● **THE TASK**
Select every line of the records that contains the string "wire", and copy each such line.

● **SOURCE RECORDS**
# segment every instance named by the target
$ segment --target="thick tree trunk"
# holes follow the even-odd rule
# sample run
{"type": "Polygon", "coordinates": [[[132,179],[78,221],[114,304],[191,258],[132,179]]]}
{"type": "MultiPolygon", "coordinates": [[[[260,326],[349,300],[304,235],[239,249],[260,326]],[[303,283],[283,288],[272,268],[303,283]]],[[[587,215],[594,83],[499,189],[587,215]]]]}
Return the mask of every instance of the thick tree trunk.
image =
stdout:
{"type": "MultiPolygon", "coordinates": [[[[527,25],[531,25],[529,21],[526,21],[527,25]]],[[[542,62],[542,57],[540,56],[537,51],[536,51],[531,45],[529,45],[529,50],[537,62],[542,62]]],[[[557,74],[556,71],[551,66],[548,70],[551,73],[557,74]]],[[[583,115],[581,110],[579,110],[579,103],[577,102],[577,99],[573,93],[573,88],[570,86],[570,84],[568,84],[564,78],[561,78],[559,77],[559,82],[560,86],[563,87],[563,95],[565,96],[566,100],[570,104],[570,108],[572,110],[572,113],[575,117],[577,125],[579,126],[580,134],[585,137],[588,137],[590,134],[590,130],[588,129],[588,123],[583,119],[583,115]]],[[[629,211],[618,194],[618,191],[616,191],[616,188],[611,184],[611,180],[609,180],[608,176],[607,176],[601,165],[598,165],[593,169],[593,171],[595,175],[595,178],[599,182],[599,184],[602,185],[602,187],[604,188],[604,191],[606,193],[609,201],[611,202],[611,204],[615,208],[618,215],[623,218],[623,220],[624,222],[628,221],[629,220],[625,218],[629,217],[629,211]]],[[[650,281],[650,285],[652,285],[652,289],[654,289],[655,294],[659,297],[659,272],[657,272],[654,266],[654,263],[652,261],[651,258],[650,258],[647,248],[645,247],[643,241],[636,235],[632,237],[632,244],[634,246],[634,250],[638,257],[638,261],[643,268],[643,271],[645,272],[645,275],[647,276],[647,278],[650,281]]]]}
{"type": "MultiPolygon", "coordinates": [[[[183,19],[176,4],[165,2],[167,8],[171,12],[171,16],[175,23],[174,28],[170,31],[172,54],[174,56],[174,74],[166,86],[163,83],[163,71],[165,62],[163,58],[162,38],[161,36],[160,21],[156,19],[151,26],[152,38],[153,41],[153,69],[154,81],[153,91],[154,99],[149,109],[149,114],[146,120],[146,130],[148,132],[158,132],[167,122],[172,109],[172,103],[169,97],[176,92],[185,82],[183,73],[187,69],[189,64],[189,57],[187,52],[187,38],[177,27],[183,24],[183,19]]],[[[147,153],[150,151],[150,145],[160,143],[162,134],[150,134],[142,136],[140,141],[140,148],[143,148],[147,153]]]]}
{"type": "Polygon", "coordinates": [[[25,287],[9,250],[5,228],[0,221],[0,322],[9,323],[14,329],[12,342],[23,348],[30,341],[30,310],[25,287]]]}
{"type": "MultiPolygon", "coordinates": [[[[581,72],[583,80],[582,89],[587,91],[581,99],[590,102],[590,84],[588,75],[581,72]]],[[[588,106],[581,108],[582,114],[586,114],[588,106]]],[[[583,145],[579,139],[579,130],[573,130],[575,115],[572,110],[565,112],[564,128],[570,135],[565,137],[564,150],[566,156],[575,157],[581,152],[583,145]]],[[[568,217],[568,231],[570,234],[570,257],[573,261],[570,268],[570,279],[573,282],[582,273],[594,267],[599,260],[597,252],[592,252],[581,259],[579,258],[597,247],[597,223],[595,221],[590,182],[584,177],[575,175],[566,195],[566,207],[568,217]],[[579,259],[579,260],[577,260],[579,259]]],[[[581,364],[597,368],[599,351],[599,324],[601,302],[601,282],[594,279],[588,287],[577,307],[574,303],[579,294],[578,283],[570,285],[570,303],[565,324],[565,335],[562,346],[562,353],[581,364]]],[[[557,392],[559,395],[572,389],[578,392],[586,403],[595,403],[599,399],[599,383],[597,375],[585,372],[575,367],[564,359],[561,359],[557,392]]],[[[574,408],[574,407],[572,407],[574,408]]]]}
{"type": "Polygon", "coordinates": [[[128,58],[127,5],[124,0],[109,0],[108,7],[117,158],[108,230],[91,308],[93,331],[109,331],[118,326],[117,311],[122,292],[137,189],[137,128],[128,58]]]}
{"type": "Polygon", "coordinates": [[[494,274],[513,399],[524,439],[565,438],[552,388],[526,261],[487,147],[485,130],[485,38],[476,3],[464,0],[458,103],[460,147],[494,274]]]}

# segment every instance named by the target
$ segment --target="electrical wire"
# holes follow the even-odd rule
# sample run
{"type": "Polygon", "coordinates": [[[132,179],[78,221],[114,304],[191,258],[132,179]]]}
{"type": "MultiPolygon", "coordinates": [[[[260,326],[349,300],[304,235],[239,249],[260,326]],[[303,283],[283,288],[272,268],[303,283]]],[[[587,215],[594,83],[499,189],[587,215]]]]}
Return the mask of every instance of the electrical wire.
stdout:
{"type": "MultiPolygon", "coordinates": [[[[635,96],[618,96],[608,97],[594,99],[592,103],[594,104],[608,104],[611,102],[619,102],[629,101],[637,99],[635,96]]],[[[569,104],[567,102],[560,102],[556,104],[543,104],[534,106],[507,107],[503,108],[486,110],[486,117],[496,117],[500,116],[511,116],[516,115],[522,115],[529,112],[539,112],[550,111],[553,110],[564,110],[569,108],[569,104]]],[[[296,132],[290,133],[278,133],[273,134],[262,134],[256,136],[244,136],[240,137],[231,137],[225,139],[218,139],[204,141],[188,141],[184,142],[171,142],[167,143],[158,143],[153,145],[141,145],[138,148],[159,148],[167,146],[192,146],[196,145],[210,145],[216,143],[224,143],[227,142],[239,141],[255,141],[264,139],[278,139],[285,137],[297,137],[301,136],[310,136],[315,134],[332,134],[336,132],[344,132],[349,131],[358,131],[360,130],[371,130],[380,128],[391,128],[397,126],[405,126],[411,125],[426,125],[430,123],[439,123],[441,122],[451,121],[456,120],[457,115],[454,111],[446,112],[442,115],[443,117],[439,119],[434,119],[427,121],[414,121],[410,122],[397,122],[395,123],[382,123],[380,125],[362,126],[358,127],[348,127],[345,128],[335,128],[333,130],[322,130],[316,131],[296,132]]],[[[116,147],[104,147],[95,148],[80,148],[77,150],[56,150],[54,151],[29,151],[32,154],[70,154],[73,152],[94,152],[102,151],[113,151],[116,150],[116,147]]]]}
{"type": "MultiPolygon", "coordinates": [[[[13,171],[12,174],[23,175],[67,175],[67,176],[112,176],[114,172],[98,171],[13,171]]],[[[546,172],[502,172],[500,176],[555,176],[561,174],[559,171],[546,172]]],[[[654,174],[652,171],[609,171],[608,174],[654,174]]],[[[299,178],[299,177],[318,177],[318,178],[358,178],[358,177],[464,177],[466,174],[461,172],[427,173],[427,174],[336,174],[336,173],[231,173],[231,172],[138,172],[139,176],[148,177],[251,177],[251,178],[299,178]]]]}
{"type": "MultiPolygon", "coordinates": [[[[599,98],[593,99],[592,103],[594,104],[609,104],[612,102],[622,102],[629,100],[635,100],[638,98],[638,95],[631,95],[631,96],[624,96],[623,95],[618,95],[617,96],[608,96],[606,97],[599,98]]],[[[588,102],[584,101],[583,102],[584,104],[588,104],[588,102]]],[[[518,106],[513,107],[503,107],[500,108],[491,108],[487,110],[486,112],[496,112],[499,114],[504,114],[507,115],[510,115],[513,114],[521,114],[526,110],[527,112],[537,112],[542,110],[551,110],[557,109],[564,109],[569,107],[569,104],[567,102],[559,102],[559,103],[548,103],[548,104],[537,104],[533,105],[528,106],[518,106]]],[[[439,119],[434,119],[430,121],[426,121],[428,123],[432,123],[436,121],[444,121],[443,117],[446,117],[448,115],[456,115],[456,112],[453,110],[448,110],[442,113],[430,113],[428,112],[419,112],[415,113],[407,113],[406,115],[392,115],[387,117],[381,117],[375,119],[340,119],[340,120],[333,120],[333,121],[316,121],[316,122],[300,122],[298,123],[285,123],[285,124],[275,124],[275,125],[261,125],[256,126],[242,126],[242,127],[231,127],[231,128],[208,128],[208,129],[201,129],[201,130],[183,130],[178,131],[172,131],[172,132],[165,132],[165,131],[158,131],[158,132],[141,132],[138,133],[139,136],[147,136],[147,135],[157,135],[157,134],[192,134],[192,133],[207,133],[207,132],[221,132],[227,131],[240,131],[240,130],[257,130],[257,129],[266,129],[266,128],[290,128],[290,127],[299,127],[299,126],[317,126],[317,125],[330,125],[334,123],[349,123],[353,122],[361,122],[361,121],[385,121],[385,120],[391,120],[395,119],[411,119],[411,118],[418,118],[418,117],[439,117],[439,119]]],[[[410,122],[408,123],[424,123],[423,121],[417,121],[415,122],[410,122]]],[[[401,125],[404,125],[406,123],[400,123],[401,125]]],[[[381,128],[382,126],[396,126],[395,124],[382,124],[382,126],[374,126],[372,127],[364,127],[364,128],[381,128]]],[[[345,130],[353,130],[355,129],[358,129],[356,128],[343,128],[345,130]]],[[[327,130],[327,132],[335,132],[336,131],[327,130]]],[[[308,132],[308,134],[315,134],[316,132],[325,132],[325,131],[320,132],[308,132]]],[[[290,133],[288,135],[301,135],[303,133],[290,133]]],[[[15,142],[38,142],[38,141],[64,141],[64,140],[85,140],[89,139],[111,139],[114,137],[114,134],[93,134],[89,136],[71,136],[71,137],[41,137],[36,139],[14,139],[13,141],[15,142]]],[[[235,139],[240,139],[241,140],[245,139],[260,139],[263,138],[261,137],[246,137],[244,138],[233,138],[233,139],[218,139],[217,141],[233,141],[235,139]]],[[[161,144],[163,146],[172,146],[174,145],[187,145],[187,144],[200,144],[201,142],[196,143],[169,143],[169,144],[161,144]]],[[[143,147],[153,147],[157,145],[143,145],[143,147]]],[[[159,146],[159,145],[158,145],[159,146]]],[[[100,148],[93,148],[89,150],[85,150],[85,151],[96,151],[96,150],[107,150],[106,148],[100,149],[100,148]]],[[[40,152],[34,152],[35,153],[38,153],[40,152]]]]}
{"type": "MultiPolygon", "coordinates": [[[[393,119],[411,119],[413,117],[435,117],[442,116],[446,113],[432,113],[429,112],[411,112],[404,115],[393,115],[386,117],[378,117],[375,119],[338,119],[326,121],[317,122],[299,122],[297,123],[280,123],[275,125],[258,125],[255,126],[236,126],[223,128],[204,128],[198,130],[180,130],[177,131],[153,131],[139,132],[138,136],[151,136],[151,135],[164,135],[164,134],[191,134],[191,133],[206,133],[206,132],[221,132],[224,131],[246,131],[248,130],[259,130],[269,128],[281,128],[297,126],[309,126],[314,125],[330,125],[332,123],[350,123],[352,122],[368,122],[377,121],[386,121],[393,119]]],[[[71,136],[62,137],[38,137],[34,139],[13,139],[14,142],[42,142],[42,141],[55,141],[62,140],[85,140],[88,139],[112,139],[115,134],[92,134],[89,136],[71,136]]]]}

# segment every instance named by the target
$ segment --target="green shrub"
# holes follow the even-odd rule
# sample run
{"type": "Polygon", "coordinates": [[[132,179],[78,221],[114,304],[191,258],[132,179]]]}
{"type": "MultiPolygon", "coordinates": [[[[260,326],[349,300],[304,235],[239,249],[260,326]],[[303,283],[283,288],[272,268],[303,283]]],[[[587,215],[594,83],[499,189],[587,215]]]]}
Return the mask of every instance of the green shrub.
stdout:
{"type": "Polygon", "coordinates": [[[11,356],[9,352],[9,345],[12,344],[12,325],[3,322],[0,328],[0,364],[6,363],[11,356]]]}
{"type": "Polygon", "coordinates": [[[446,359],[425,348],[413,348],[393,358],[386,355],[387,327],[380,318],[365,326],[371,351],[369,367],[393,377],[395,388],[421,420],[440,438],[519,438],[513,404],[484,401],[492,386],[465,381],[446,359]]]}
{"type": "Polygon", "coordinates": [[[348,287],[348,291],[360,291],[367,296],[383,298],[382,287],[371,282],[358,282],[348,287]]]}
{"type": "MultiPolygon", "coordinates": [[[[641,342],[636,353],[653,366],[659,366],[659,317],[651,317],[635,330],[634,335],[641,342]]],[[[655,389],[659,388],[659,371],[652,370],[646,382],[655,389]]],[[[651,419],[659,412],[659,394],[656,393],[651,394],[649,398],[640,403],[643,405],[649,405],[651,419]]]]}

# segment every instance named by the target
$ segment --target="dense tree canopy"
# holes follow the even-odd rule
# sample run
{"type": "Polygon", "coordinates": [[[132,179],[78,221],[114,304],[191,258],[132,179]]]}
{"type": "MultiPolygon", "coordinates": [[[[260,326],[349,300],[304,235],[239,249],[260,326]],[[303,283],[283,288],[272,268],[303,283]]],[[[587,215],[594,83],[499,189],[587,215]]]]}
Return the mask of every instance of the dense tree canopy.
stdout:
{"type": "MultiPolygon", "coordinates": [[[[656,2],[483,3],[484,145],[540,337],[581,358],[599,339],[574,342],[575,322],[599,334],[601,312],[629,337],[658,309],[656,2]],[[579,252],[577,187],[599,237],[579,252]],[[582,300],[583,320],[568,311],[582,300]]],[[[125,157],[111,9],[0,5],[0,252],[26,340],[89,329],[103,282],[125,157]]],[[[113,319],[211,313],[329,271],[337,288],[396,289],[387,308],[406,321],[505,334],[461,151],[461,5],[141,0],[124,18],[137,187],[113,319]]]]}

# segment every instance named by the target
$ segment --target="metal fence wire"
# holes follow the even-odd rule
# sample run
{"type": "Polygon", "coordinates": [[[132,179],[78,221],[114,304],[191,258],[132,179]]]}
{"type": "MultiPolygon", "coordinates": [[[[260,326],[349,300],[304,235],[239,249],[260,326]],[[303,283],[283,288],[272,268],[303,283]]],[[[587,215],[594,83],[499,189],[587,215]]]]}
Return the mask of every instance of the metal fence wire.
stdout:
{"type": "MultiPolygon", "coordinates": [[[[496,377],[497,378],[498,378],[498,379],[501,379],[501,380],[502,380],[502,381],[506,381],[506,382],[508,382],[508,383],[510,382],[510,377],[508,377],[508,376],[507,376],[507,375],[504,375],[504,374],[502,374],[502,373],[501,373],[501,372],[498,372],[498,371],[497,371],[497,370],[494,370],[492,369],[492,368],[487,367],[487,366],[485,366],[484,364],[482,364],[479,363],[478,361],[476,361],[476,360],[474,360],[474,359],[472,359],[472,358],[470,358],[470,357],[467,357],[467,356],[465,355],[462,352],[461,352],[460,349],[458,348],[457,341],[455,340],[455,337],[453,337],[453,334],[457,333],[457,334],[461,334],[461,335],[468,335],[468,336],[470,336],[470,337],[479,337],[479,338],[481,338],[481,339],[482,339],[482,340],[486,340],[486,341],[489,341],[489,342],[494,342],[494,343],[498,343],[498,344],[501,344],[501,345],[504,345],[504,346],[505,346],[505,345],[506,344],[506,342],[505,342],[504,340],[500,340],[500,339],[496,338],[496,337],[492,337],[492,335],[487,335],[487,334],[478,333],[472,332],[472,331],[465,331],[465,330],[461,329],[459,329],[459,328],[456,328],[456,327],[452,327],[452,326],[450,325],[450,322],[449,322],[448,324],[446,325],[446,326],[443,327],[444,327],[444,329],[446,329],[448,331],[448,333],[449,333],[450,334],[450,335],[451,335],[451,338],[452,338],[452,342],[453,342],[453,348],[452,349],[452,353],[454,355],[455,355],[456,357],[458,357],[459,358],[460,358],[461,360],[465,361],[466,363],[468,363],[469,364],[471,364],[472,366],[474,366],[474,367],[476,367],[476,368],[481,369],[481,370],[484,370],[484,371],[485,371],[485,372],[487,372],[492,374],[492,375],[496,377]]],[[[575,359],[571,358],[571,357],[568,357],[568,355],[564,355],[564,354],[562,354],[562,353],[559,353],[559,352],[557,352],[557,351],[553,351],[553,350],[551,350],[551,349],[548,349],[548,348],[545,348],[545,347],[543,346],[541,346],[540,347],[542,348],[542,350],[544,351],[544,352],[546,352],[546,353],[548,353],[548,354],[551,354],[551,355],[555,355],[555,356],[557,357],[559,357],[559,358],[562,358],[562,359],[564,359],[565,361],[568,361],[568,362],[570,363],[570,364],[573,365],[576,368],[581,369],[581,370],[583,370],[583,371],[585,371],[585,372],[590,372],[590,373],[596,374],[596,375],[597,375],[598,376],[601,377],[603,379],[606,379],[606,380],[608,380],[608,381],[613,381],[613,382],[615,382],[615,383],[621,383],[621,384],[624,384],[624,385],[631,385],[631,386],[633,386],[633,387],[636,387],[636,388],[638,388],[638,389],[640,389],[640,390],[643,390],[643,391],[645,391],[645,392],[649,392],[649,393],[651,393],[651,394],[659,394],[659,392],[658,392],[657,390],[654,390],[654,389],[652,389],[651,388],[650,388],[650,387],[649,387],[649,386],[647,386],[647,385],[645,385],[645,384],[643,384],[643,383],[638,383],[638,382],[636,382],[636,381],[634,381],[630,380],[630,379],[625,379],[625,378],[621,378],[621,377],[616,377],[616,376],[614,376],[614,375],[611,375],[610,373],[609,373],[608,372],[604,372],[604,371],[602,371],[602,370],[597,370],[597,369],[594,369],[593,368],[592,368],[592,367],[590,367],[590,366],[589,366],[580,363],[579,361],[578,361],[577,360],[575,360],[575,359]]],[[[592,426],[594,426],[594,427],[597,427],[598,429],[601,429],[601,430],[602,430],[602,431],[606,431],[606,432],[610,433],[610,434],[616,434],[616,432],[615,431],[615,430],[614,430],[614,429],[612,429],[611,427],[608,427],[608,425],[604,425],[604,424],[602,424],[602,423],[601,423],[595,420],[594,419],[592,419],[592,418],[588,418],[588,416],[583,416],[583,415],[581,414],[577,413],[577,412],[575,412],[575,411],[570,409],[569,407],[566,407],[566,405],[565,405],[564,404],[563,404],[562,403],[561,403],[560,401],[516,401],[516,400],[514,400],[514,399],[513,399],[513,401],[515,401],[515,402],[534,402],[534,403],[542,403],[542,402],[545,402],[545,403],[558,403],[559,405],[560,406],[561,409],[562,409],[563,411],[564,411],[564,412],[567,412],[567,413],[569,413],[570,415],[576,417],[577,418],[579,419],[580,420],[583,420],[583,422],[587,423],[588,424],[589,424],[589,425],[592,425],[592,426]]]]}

● **ANSWER TO THIS TASK**
$ segment --target="electrical wire"
Return the mask of every instance of the electrical wire.
$ segment --target="metal fence wire"
Return the mask of every instance of the metal fence wire.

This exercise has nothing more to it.